Reproduce every one of the following records word for word, adding and omitting nothing.

[Start of Data for this task]

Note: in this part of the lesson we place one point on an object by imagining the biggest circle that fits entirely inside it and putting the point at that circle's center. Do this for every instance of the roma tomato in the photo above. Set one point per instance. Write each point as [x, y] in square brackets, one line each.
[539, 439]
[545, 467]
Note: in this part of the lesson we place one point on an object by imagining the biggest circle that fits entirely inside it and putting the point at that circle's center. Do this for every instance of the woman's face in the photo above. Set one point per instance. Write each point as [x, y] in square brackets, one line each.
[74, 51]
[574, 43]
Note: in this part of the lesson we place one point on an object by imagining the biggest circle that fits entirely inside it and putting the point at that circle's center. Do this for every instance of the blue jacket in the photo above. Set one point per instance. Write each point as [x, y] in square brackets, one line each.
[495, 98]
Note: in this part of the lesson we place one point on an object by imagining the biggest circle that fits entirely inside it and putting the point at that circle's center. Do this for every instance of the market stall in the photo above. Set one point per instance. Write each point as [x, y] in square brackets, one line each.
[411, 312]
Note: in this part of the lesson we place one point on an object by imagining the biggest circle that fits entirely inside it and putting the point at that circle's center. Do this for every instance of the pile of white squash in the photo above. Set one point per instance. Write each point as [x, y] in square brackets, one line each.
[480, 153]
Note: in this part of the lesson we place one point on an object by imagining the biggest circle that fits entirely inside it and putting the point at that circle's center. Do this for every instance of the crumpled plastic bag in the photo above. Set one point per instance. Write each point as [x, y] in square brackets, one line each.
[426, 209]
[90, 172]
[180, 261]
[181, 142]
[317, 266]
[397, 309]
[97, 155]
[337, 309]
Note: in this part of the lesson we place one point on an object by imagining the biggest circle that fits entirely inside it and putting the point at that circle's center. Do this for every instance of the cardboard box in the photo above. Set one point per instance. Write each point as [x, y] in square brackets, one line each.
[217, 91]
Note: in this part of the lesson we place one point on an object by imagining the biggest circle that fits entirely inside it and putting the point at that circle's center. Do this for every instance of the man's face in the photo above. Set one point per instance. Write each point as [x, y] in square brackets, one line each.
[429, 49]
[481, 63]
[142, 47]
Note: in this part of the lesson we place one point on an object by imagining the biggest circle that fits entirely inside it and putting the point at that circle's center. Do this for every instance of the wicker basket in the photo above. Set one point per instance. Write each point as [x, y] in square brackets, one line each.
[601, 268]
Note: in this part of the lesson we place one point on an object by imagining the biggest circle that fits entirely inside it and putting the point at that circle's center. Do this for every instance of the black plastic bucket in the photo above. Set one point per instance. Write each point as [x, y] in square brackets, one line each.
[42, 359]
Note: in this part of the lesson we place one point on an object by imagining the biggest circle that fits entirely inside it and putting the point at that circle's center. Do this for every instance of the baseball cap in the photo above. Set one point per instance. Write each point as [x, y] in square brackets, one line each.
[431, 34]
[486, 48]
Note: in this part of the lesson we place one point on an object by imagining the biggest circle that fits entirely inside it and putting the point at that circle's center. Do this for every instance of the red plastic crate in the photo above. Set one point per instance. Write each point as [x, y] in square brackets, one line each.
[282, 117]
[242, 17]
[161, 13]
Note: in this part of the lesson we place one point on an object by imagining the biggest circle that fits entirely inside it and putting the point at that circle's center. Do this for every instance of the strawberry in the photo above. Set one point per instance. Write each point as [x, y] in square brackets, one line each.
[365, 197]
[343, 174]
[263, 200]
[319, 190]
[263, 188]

[End of Data for this task]

Full output -
Note: in this part of the lesson we place one point on an object by imagining the biggest circle that fits entirely inside it and putting the point at that circle's center. Do this for every instance of the roma tomato in the photo above. Set one point per instance. Write each point as [x, y] in square brackets, one line each.
[539, 439]
[545, 467]
Note: in this part of the lesson we place one point on an object by imagining the biggest circle that fits entirely inside it and putting the point at that circle's center. Do this for every instance of the woman's face in the photo above. Set one point per instance. Write each point as [x, y] in square brackets, one line each.
[74, 51]
[574, 43]
Note: in this part of the lesson we place one point on an object by imagining the biggest circle that fits entirely inside it and putting the point at that circle's center. Do this for every instance of the blue jacket in the photo above. Set one point per instance. Write each point as [x, y] in square brackets, one line each.
[495, 98]
Note: in this part of the lesson we place one point on an object by imagining the biggest circle that fits entirely inside it and putting the point at that circle's center. Do this for every instance of the market stall in the photo above. Set one point per instance. Write each point as [x, y] in square brackets, one line each.
[411, 312]
Note: in this part of the lesson we place one point on an object by imagining the biggest circle that fits entirely inside it and putting the point at that circle's center. Do this for every instance of the pile of white squash in the photo above. Set one point per instance. Write each point as [x, y] in square brackets, one line each.
[480, 153]
Note: in this part of the lesson we place one point on an object by imagining the biggest circle that fits entirely inside it and putting the point at that circle's center. Do this for every instance of the crumpled plastic bag in the photo above. Set one point per instance. Write each point as [x, y] in square brackets, one line each.
[426, 209]
[90, 172]
[180, 261]
[181, 142]
[317, 266]
[397, 309]
[97, 155]
[337, 309]
Note: in this part of the lesson we place one point on an object by imagining the biggest circle that fits entirely inside it and putting the point at that circle's center. Do this for every instance of the cardboard box in the photo above. Set one point per instance. Write each point as [x, y] in square brackets, one line each.
[217, 91]
Note: in this part of the lesson we place one point on an object by imagining the biggest circle that fits entirely inside it and putting the point at that circle's center. Do this for every instance of the man's face in the photo above. Set one point per instance. Write each point as [x, y] in square brackets, one line each.
[429, 49]
[481, 63]
[142, 47]
Note: in this part of the lesson we place one point on an object by imagining the biggest circle that fits entirely inside it and putting the point at that circle's center. Do this for every instance of the wicker basket in the photo above. Set one point per instance. Write each point as [x, y] in square brackets, one line each.
[601, 268]
Note: in this part of the lesson we place one point on an object by imagining the biggest circle that fits entirely inside it and putting the point at that circle's center. Do this for every instance of the black plastic bucket in the photo above. Set one point per instance. Write each point as [x, y] in square brackets, one line each.
[42, 359]
Note: in this part of the lesson we place one point on an object by imagining the biggest circle that fits entirely inside it and putting the point at that circle's center. Do this for every instance of the baseball cap in the photo above. Set one point per instance. Write each point as [x, y] in square brackets, one line each.
[431, 34]
[486, 48]
Note: in this part of the lesson we place one point on an object by imagining the biggest circle that fits entirely inside it and putting the point at that circle's center. Do this for every instance of the red plastic crate in the photo above. Set one point per instance. Write each point as [x, y] in square brackets, one line each.
[282, 117]
[242, 17]
[161, 13]
Note: in this part of the lesson we place one point on an object by imagining the biggest circle that fits entirely inside it and putting the point at that circle's center. Do this for every instance of the strawberry in the photo above. Set one point per instance. Write each point as [x, y] in square brackets, one line each.
[365, 197]
[343, 174]
[263, 200]
[319, 190]
[263, 188]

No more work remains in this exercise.